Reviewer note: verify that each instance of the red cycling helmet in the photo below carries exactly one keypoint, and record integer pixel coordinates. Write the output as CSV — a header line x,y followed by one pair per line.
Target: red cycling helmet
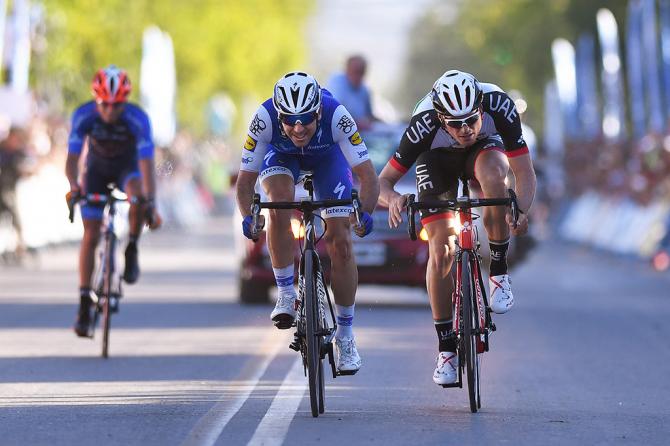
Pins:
x,y
111,85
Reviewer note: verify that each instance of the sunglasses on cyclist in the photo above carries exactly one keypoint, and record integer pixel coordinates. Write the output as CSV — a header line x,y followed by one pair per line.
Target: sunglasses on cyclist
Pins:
x,y
293,120
110,104
458,123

#####

- _Task_:
Rewrite all of the data above, replacing "integer pixel coordinates" with "whole-number pixel coordinates" wherever it occurs and leaving everything else unchanged. Omit the pictures from your version.

- _Correct answer_:
Reviewer note: verify that each instance of the red cycling helmet in the photo below carries exactly one keypoint, and record whole-number pixel coordinates. Write the output as CSV — a header line x,y followed by one pair per line.
Target: red cycling helmet
Pins:
x,y
111,85
Reviewer note: verify that each instance of the sunglasses on cyclist in the photo above carries exactly one keypoint, and record whole-number pixel coordinates. Write the output as CSV — a header line x,y followed by one pair per line.
Target: sunglasses on cyclist
Pins:
x,y
293,120
110,104
458,123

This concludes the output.